● **Items from a data source**
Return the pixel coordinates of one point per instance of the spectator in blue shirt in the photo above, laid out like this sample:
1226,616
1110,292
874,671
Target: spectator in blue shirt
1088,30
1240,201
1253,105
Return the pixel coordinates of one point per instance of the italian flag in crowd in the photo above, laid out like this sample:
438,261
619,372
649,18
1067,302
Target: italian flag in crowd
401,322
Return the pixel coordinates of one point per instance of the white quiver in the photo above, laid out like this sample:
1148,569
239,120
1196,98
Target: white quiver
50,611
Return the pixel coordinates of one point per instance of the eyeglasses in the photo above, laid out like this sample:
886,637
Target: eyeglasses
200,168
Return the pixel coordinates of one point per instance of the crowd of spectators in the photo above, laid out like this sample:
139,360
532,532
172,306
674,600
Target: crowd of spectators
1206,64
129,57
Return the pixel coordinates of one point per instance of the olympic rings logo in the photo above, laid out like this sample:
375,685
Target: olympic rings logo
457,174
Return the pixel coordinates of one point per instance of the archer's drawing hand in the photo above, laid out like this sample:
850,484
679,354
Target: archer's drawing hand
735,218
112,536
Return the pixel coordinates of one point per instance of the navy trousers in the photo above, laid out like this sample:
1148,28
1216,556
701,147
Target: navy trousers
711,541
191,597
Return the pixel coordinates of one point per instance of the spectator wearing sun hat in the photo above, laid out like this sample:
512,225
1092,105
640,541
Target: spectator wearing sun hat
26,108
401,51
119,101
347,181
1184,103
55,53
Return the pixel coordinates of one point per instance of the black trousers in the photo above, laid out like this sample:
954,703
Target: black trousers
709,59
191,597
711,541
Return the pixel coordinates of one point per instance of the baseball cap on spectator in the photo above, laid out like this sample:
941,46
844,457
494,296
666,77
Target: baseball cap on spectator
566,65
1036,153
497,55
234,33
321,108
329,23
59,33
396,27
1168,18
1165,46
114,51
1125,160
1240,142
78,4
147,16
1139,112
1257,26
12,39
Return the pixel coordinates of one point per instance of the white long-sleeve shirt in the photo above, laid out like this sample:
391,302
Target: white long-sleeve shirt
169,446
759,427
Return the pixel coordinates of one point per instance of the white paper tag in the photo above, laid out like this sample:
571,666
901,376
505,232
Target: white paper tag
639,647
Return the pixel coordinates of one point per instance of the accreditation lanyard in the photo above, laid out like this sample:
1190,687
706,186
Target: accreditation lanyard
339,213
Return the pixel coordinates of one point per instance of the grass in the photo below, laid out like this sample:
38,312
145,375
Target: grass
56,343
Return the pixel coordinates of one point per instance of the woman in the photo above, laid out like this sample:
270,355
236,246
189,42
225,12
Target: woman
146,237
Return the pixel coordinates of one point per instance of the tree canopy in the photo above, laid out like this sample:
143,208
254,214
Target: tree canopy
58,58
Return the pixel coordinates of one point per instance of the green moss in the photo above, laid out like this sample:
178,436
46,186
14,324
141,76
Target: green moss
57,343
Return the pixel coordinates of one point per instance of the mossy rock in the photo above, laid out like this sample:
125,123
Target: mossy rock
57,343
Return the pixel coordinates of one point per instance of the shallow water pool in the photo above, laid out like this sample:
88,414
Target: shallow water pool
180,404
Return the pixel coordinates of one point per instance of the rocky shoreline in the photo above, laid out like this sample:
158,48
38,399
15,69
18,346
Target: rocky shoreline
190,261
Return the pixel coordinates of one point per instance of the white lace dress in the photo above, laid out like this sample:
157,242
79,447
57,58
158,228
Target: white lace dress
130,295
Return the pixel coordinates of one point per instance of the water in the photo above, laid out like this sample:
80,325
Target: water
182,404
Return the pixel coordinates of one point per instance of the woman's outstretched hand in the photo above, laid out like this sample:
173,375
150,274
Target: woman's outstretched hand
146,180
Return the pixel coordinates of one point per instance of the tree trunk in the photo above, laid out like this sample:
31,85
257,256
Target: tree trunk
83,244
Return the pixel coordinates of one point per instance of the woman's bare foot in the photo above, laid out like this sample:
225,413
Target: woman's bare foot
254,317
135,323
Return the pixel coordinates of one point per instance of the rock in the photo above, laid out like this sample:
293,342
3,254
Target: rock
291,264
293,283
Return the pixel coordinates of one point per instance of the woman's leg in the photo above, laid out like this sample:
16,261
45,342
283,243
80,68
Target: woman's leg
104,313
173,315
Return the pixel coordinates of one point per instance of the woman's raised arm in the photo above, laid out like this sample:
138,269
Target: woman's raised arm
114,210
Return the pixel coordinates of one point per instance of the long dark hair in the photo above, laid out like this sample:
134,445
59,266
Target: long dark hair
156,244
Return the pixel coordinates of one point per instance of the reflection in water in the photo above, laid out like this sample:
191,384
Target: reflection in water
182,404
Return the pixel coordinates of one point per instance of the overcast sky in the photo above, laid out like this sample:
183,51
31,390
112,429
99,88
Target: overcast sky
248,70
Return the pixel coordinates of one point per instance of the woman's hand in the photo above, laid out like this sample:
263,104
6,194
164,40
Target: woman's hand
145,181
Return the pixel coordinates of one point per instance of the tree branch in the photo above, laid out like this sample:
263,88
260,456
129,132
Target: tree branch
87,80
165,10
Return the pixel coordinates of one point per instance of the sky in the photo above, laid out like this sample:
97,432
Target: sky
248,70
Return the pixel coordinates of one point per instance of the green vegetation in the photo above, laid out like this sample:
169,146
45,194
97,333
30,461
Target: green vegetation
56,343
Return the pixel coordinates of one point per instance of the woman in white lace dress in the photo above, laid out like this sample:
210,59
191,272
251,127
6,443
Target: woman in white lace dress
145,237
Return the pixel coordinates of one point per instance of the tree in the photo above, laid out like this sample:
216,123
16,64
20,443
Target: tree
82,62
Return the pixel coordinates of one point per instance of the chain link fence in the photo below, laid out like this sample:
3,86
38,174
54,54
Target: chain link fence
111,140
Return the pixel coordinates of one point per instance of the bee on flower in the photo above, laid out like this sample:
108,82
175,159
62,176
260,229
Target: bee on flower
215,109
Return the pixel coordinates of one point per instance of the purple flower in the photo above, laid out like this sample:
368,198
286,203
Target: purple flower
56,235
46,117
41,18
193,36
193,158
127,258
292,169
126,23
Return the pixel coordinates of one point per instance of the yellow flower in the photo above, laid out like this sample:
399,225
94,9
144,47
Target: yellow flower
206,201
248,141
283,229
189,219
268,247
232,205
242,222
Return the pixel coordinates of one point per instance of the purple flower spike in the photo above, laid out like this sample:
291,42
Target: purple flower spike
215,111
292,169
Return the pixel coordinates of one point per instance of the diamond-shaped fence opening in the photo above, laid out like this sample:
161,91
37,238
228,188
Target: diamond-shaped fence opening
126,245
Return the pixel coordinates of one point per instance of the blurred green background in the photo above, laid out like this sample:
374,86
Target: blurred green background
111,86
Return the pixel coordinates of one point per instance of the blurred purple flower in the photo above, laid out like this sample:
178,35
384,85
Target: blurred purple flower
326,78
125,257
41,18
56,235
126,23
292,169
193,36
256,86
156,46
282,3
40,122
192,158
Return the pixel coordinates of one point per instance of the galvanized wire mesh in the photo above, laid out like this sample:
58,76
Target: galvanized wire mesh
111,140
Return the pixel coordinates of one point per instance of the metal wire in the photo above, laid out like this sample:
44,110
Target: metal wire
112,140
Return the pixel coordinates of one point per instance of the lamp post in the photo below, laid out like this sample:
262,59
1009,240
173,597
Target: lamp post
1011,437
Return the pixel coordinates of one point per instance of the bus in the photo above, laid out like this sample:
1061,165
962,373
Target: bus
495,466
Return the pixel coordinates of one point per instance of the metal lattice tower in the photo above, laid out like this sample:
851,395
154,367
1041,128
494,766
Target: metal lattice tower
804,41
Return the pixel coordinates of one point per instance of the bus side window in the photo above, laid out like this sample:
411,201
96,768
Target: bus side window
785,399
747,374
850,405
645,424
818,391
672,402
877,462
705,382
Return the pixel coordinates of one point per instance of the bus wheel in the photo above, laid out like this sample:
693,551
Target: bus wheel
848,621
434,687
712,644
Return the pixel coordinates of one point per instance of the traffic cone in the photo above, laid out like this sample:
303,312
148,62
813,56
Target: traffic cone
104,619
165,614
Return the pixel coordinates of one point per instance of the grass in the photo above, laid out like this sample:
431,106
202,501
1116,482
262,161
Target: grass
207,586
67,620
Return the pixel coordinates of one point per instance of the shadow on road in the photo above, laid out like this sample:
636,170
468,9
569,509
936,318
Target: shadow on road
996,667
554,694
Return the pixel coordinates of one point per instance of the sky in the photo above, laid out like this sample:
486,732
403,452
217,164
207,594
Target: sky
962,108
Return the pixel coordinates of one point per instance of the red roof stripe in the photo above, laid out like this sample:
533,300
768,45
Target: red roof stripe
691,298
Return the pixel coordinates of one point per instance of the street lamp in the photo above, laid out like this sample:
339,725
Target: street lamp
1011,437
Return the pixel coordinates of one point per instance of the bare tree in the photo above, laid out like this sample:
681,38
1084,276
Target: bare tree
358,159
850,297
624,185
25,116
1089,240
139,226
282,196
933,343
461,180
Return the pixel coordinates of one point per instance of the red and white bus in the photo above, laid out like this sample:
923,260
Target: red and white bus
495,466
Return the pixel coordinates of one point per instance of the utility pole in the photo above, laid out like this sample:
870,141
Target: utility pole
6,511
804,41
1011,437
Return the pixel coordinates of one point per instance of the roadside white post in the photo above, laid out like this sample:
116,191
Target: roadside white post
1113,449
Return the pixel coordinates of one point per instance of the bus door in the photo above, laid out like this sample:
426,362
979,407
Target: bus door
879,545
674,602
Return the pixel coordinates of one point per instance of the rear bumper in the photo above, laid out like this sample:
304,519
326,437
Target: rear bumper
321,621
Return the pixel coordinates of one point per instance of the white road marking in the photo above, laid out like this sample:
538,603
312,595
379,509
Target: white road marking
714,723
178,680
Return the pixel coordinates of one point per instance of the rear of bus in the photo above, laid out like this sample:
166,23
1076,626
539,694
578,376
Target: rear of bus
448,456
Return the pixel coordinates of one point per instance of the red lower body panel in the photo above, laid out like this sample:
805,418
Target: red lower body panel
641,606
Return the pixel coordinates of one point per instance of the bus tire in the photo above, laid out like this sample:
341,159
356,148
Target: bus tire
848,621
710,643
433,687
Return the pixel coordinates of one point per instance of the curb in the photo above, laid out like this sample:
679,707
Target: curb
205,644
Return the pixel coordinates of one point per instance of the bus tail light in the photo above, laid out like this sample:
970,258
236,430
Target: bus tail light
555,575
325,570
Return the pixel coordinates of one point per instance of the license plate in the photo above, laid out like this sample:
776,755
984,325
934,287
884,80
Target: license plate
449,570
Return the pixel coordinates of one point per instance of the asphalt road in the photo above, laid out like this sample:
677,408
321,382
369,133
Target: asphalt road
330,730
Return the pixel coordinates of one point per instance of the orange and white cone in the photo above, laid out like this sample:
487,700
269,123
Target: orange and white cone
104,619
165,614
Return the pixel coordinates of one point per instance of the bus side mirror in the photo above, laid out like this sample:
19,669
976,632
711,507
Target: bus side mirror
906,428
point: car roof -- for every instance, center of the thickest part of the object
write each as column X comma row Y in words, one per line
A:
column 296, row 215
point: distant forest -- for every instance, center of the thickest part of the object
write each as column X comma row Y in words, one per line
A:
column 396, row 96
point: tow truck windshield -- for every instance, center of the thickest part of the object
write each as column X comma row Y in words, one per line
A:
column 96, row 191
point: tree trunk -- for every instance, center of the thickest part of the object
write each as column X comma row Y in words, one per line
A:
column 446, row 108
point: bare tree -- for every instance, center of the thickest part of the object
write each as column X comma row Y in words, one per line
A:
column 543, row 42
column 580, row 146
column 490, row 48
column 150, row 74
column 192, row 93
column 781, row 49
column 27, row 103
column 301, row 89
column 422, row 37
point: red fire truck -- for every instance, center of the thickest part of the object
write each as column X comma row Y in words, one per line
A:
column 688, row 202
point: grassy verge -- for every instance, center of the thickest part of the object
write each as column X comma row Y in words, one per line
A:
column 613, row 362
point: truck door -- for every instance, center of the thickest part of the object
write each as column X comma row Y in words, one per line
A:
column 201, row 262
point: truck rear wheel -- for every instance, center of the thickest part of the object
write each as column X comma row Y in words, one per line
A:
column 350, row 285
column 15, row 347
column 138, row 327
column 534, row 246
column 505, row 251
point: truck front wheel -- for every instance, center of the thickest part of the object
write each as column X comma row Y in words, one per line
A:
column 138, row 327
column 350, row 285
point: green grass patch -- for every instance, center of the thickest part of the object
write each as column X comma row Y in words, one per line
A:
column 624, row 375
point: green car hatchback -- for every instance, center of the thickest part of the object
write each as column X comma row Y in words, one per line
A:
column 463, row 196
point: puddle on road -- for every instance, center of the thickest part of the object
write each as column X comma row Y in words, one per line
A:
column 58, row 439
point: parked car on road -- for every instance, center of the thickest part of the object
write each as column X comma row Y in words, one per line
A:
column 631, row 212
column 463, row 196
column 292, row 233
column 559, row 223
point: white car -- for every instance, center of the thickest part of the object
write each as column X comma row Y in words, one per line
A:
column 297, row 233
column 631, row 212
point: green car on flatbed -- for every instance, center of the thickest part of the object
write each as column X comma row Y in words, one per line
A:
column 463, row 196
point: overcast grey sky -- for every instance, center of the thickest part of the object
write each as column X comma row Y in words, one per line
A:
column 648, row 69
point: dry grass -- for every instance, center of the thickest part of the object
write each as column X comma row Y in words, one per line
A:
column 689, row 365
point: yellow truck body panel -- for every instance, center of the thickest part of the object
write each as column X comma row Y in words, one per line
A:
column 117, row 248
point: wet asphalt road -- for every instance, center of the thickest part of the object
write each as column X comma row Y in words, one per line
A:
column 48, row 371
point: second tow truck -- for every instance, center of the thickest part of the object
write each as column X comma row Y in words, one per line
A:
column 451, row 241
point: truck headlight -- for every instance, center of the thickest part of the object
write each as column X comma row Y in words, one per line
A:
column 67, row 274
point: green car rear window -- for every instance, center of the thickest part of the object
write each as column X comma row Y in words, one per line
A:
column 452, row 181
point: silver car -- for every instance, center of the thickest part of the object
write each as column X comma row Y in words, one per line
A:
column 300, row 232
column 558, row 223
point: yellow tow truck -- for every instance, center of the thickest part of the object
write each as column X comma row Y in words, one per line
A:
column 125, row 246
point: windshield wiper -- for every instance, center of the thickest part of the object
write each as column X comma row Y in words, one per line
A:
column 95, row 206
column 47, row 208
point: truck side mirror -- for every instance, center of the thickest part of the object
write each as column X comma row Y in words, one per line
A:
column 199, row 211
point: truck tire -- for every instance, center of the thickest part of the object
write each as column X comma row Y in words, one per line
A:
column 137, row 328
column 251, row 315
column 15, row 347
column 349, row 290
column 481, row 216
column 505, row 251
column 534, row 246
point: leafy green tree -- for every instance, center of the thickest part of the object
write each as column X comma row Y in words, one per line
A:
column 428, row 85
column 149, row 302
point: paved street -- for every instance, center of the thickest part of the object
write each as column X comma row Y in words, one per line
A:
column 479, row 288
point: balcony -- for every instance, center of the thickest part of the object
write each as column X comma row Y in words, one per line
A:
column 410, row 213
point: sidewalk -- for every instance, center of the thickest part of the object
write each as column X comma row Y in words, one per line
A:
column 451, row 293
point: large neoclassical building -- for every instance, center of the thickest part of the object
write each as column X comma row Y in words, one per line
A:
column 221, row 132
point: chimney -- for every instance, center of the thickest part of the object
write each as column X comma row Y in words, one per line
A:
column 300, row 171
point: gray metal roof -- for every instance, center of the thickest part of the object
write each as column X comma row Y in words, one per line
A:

● **Task to complete**
Turn the stretch from the line containing "point: balcony -- for" through the line containing "column 300, row 171", both included, into a numbered list with any blank lines left out.

● **Exercise result**
1. point: balcony -- for every instance, center of the thickest part of the object
2. write each as column X comma row Y in words, one per line
3. A:
4. column 410, row 213
5. point: sidewalk -- for every instance, center of the thickest part of the object
6. write each as column X comma row Y in words, one per line
7. A:
8. column 451, row 293
9. point: large neoclassical building -- for every instance, center of the thickest part of the object
10. write each as column X comma row Y in words, one per line
11. A:
12. column 221, row 132
13. point: chimney -- for every instance, center of the thickest part of the object
14. write each as column X comma row Y in words, one per line
15. A:
16. column 300, row 171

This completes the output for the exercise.